*** Reading passage Section Begins ***

Three seeds are sowed in polypropylene plastic pots filled with a substrate containing an inorganic mineral base of perlite. After few days from germination, seedlings are removed and only the best ones are kept alive to undergone UV-C irradiation. For the whole experiment, except for the irradiation times, plants should be maintained under controlled conditions. On the basis of UV-C irradiation times, plants are divided into different groups.

To analyze the possible photosynthetic activity changes induced by exposure to UV-C, instantaneous gas exchange measurements are carried out on plants before and after the UV-C treatments by a portable open-gas exchange system on the topmost fully expanded leaf. In order to estimate plant color change caused by UV-C radiation, colorimetric leaves measurements are carried out before and after the UV-C treatments using a colorimeter. According to Sugar and Dussi (1998), color changes is evaluated in the CIELAB space system, measuring the color chromatic coordinates L*, a*, and b*.

Inter-knot distance, plant height, and shoot diameters are measured some weeks after the UV-C treatment. Subsequently, the root system of each plant are cleaned and kept in an isotonic water solution to avoid drying. The fresh roots are mounted on slides and observed at different magnifications using a compound optical microscope under transmitted light, and then photographed. Images are analyzed to compare root morphology and evaluate descriptive parameters.

*** Reading passage Section Ends ***
*** Data Section Begins ***

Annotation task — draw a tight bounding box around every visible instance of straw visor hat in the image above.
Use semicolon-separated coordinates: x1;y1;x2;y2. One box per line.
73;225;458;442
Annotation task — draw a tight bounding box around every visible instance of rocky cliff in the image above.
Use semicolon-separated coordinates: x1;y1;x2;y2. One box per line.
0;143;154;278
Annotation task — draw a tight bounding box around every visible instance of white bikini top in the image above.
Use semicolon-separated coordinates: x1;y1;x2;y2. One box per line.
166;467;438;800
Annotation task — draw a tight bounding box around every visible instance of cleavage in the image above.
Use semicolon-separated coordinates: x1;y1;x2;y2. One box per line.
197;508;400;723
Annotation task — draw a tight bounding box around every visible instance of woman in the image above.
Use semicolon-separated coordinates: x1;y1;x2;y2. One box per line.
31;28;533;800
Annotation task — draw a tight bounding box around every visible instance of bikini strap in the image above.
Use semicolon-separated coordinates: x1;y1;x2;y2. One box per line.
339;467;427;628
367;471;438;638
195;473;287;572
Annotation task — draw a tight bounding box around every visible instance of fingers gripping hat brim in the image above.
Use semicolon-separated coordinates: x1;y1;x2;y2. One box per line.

*** Data Section Ends ***

▸ **Things to do**:
[1] These questions concern the UV-C plant methods text:
(a) What material forms the inorganic mineral base of the substrate in the pots?
(b) Which color chromatic coordinates are measured in the CIELAB space system?
(c) What instrument is used to observe the fresh roots mounted on slides?
[2] Update the part of the UV-C plant methods text that opens with the words "Inter-knot distance, plant" and closes with "evaluate descriptive parameters.", putting "stereo microscope" in place of "compound optical microscope".

▸ **Expected results**:
[1]
(a) Perlite.
(b) L*, a*, and b*.
(c) A compound optical microscope under transmitted light.

[2]
Inter-knot distance, plant height, and shoot diameters are measured some weeks after the UV-C treatment. Subsequently, the root system of each plant are cleaned and kept in an isotonic water solution to avoid drying. The fresh roots are mounted on slides and observed at different magnifications using a stereo microscope under transmitted light, and then photographed. Images are analyzed to compare root morphology and evaluate descriptive parameters.